BEGIN

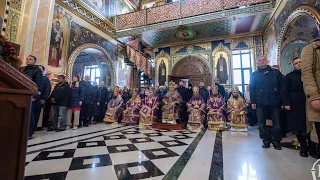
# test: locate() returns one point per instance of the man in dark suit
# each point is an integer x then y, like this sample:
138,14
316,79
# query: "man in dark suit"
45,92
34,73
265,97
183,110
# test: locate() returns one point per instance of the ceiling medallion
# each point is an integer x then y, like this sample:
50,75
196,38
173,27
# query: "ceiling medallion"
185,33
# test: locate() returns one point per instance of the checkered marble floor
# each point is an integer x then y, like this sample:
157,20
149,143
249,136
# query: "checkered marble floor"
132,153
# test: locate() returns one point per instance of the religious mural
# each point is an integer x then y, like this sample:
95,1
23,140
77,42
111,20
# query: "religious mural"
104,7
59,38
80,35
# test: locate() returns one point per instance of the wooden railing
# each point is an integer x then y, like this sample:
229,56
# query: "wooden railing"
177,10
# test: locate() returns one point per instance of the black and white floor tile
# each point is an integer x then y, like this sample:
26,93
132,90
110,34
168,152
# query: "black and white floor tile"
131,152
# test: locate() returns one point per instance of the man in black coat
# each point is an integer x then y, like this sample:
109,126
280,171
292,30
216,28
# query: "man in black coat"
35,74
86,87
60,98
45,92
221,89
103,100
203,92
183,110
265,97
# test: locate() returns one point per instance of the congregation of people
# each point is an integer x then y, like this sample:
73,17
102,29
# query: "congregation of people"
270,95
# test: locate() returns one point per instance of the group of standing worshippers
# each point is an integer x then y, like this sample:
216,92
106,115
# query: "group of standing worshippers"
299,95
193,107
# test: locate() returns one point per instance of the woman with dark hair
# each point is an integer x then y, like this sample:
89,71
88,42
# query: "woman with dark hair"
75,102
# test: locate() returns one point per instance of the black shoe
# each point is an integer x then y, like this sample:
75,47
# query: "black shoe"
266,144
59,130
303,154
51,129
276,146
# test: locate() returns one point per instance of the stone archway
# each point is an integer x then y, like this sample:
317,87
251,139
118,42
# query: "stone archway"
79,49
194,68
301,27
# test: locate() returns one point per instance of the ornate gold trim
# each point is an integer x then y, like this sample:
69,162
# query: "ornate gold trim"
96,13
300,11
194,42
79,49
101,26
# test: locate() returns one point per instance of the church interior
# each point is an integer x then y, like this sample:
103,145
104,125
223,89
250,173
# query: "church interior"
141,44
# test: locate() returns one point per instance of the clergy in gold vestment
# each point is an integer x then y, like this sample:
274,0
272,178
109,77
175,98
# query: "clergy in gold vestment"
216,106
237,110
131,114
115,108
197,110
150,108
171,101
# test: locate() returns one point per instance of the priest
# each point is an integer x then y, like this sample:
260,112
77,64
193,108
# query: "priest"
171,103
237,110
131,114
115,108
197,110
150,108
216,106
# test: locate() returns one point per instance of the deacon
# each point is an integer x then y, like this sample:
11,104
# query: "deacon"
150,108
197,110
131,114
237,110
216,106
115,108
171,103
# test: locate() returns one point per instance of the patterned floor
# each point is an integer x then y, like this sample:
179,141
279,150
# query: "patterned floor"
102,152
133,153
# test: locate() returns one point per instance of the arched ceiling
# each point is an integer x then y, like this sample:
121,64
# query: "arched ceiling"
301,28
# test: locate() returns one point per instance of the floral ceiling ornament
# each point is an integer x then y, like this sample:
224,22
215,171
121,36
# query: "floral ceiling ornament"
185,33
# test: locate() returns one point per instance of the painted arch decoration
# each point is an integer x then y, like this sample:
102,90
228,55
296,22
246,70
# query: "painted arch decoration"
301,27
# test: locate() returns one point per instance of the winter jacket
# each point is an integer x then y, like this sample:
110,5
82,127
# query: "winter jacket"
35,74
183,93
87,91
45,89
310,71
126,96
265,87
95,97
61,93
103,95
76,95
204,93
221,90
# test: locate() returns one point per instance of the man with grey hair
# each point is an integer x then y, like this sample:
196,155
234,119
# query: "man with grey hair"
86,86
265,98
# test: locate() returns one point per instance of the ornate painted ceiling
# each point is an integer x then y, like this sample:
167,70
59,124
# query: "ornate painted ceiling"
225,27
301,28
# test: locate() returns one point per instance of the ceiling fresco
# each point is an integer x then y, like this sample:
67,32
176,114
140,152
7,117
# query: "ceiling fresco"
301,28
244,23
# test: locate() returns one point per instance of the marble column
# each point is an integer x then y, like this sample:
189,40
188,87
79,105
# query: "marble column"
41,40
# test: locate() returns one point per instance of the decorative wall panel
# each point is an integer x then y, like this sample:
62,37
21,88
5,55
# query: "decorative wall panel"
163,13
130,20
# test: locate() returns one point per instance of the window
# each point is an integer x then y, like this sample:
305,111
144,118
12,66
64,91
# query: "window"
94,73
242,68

END
BEGIN

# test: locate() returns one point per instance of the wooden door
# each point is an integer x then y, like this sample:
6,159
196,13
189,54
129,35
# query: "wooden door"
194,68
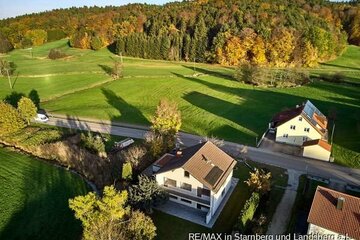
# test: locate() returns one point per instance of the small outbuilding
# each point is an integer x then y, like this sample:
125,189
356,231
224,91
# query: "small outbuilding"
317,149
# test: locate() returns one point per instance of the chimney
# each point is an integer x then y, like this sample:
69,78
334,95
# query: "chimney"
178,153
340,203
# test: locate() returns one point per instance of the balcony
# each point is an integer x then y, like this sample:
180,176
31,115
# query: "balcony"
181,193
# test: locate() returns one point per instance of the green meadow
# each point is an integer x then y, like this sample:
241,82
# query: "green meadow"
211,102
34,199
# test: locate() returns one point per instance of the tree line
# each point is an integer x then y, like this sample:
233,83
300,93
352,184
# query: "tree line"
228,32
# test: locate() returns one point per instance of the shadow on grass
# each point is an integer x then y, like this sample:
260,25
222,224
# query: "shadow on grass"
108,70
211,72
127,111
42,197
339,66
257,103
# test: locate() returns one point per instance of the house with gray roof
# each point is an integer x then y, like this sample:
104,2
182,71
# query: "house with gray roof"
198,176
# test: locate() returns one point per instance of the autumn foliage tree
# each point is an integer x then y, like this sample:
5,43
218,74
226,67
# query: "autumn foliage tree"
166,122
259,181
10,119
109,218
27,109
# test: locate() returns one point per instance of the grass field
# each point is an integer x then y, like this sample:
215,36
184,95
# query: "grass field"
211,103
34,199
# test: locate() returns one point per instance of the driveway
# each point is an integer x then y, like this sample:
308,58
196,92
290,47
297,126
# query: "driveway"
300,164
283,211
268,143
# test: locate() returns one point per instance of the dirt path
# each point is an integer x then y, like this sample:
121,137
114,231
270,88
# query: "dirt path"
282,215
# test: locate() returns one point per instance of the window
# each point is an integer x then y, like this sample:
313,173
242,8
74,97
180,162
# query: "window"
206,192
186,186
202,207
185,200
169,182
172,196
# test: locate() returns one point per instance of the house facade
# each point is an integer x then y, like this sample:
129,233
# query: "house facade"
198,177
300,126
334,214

END

* _EXERCISE GOAL_
In the entries above, the lines from the one bearing "the man in dark suit" up to and including the one bearing "the congregation of people" should be transcribed exactly; no other line is wanted.

* _RESPONSE_
# test: locate() returns one point per instance of the man in dark suit
# each point is an integer x then y, like this sample:
138,14
316,79
# query: "man in dark suit"
45,92
34,73
265,97
183,110
# test: locate() returns one point per instance of the ceiling medallion
# each point is an integer x then y, like this sample:
50,75
196,38
173,27
# query: "ceiling medallion"
185,33
# test: locate() returns one point per instance of the checkered marble floor
# each point is an integer x then y, like this sample:
157,20
149,143
249,136
# query: "checkered marble floor"
132,153
# test: locate() returns one point per instance of the religious mural
# each point is an integer x then y, like this sample:
95,1
23,140
77,42
111,20
# query: "religious mural"
104,7
59,38
80,35
# test: locate() returns one point per instance of the wooden railing
# each point is an integer x then y, like this sample:
229,56
# query: "wooden railing"
177,10
# test: locate() returns one point per instance of the black and white floor tile
# each point is an integer x then y, like this sample:
26,93
132,90
110,34
168,152
# query: "black and white floor tile"
131,152
# test: locate() returns one point per instance of the man in black coat
# each point is an integer x then y, like this sample:
109,126
280,171
292,30
216,28
# query: "man in black coat"
35,74
86,87
60,98
45,92
221,89
103,100
203,92
183,110
265,97
# test: locate() returns one point per instance of the congregation of people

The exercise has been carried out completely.